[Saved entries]
-*-*-
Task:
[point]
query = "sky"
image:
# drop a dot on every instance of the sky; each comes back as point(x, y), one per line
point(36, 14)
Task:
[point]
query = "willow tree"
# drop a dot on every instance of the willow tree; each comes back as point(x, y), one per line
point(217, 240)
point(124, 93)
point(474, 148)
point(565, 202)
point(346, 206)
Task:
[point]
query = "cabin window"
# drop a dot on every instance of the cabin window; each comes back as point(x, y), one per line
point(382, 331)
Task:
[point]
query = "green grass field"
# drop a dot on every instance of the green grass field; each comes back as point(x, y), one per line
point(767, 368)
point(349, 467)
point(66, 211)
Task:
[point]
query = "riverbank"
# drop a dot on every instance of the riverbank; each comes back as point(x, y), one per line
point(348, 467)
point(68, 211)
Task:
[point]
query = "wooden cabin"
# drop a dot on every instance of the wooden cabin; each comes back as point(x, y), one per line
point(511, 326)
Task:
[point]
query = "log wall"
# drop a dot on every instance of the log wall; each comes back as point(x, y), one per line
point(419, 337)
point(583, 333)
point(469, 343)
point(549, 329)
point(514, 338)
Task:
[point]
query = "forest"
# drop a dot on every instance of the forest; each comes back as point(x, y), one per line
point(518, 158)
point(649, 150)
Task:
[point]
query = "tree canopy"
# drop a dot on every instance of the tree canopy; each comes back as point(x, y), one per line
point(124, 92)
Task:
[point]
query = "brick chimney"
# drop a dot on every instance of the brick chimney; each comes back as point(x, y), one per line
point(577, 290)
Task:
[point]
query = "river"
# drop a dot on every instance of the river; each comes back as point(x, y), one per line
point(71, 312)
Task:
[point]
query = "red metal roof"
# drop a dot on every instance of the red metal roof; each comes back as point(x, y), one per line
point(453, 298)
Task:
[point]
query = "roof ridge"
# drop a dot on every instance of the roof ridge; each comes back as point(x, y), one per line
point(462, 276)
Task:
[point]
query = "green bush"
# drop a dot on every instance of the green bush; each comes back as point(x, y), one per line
-*-*-
WORK TO BE COMPLETED: If a line in the records above holds the string "bush", copy it.

ANSWER AREA:
query = "green bush"
# drop a dot on every instance of the green bush; each comes back as point(x, y), one per line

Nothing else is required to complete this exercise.